> **What you will do**: After locating the line that contains "of the cracked" in the records below, write out exactly that line and each line after it through the one that contains "of the person", and nothing else.

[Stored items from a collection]
####
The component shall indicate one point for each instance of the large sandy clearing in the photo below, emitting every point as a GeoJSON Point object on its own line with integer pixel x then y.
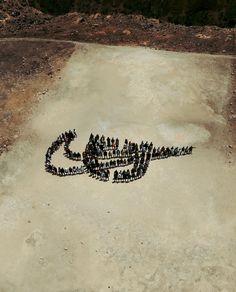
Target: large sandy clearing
{"type": "Point", "coordinates": [173, 230]}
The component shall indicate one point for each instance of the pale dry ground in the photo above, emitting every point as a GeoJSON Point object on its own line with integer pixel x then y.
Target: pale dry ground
{"type": "Point", "coordinates": [173, 230]}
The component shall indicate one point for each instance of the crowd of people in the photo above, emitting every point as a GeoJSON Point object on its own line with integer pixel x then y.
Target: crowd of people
{"type": "Point", "coordinates": [99, 149]}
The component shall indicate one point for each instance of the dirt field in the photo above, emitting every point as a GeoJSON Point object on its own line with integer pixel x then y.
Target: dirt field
{"type": "Point", "coordinates": [173, 230]}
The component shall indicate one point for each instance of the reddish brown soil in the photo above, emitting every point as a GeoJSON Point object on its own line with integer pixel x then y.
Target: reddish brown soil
{"type": "Point", "coordinates": [117, 29]}
{"type": "Point", "coordinates": [25, 70]}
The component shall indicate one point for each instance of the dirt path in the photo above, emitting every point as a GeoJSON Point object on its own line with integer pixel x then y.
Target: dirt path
{"type": "Point", "coordinates": [174, 230]}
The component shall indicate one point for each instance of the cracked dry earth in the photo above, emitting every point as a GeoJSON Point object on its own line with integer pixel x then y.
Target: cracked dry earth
{"type": "Point", "coordinates": [173, 230]}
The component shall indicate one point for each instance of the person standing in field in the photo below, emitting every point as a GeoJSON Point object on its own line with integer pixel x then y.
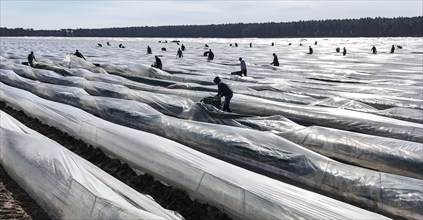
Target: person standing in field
{"type": "Point", "coordinates": [374, 51]}
{"type": "Point", "coordinates": [31, 59]}
{"type": "Point", "coordinates": [310, 50]}
{"type": "Point", "coordinates": [243, 67]}
{"type": "Point", "coordinates": [210, 55]}
{"type": "Point", "coordinates": [158, 64]}
{"type": "Point", "coordinates": [179, 53]}
{"type": "Point", "coordinates": [275, 60]}
{"type": "Point", "coordinates": [78, 54]}
{"type": "Point", "coordinates": [224, 90]}
{"type": "Point", "coordinates": [392, 49]}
####
> **Your response**:
The component shall indicate one point for each instance of the cracked dry earth in the photo above, emitting every point as a GeoJSON Point object on its own line with integer pixel x then y.
Target: cracked dry earth
{"type": "Point", "coordinates": [173, 230]}
The component shall indicate one point for each instance of the person standing in field in the photo below, emitting every point as a GeoJSON Point object on its own line with integer pixel x then y.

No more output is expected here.